WORK INSTRUCTIONS: Pull out each line of the records that contains the word "tree". Case counts.

════

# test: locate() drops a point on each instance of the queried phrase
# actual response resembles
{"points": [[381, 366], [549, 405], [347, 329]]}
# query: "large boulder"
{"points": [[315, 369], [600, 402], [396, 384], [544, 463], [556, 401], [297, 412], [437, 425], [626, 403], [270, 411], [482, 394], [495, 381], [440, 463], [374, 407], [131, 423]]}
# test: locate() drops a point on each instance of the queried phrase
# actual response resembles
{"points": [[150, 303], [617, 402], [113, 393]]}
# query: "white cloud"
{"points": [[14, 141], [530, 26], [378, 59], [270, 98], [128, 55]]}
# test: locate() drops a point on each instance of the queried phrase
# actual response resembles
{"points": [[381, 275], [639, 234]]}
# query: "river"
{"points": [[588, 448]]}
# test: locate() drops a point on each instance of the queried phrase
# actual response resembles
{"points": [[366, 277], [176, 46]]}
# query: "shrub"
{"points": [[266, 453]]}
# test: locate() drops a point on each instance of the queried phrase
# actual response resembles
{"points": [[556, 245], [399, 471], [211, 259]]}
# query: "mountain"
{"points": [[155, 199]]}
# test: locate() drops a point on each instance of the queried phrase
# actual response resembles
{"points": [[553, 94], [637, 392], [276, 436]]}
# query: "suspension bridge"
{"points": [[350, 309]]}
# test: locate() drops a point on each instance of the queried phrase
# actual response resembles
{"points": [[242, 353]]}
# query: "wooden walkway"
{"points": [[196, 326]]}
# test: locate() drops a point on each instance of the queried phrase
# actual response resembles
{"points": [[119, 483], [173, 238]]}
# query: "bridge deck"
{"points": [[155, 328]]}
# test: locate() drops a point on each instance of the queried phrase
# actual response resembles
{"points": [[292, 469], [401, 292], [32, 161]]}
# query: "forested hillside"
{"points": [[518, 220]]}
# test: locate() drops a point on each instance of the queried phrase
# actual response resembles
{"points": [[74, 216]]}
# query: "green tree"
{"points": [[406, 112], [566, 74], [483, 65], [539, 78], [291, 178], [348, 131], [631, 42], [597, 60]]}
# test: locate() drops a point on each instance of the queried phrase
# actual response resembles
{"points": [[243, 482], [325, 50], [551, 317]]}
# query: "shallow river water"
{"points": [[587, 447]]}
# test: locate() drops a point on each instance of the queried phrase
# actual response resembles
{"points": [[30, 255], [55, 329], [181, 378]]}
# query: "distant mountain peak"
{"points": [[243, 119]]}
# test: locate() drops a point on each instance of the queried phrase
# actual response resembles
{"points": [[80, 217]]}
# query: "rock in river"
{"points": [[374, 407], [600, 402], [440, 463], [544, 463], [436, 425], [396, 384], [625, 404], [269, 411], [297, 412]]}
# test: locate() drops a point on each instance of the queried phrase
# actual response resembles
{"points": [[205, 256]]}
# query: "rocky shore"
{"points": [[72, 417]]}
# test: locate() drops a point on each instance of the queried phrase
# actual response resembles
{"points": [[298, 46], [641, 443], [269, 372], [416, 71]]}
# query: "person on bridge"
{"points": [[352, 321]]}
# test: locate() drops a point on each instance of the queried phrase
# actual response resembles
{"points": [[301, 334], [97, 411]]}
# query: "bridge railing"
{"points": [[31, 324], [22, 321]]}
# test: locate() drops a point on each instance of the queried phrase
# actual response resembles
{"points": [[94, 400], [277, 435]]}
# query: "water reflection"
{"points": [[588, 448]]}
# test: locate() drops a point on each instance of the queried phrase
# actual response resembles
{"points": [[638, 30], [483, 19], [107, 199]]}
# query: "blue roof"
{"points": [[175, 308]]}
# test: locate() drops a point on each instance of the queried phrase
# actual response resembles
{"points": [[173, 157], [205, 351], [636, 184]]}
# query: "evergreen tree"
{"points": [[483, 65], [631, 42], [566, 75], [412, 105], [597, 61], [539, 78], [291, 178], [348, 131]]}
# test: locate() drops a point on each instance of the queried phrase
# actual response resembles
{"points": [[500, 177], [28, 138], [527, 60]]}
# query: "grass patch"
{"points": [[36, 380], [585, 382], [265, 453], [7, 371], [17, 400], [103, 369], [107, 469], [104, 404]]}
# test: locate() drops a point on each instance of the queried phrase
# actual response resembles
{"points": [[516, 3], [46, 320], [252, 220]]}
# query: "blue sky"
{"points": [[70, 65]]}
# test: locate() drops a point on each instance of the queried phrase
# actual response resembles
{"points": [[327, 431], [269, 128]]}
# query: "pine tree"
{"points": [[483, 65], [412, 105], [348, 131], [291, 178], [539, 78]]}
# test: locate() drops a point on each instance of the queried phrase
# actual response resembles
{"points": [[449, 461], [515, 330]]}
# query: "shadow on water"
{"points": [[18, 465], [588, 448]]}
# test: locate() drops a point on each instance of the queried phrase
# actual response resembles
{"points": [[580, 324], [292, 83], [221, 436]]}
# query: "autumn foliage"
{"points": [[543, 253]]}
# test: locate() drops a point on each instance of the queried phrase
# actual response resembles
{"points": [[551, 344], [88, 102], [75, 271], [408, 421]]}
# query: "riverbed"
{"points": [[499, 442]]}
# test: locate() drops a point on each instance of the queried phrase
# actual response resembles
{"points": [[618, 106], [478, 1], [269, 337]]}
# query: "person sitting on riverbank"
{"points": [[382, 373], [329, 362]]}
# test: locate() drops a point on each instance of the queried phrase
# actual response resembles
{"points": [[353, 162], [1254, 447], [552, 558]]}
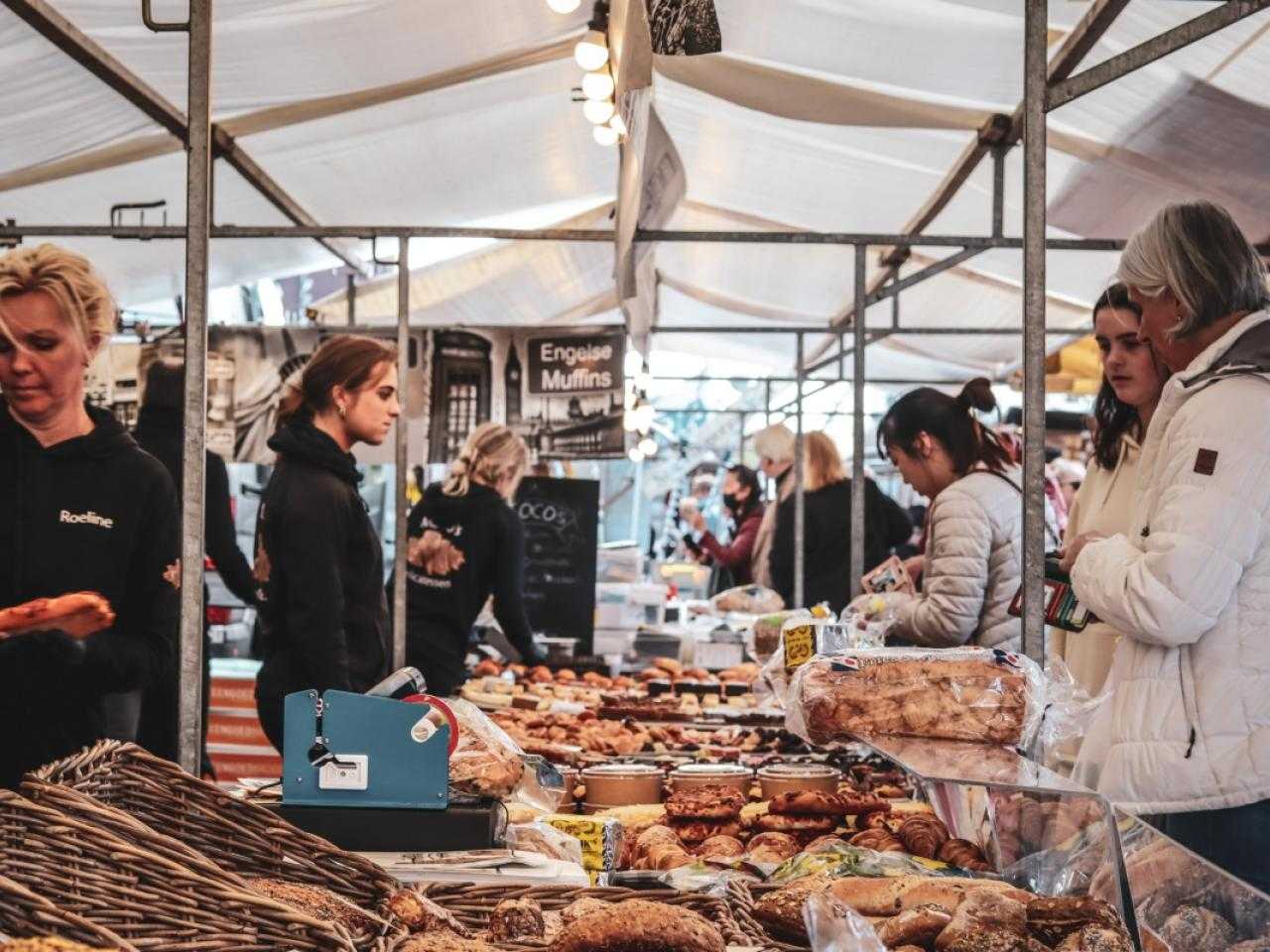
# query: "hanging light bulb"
{"points": [[598, 112], [597, 85], [592, 50]]}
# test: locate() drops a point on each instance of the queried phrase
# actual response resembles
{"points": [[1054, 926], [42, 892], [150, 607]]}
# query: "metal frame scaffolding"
{"points": [[1047, 85]]}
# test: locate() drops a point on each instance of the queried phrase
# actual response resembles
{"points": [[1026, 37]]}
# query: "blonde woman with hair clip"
{"points": [[318, 561], [466, 544], [85, 509]]}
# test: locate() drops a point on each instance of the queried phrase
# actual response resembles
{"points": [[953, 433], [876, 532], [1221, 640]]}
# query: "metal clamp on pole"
{"points": [[159, 26]]}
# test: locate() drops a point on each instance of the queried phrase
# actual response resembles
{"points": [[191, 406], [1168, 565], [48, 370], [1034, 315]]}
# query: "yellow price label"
{"points": [[799, 647]]}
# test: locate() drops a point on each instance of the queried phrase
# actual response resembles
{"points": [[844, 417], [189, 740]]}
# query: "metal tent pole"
{"points": [[799, 495], [193, 460], [857, 429], [403, 463], [1034, 330]]}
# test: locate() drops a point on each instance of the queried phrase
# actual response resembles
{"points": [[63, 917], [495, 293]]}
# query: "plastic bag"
{"points": [[832, 925], [544, 839], [747, 599], [979, 694]]}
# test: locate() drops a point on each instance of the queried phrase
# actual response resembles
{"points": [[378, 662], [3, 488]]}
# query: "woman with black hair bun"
{"points": [[974, 542], [1133, 379]]}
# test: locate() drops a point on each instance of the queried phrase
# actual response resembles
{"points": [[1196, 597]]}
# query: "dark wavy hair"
{"points": [[951, 420], [1112, 417], [747, 477]]}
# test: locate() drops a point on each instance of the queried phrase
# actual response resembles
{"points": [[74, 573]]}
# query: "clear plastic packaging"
{"points": [[832, 925], [747, 599], [978, 694]]}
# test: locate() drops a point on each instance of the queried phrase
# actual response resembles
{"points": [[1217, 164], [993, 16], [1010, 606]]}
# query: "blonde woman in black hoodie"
{"points": [[466, 544], [84, 509], [318, 561]]}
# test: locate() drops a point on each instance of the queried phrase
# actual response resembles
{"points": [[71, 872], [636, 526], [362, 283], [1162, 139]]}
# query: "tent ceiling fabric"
{"points": [[821, 114]]}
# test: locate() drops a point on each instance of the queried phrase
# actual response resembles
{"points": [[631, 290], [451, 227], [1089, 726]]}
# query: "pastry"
{"points": [[795, 823], [879, 841], [639, 925], [1055, 919], [516, 919], [317, 901], [1096, 938], [711, 802], [722, 847], [781, 910], [581, 906], [924, 835], [913, 927], [984, 909], [418, 912], [772, 847], [807, 801], [1197, 929], [701, 830]]}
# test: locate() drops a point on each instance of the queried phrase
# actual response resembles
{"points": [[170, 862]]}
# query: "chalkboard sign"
{"points": [[562, 524]]}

════

PROBLEM SOLUTION:
# query: "green tree"
# query: "evergreen tree"
# query: "pine tree"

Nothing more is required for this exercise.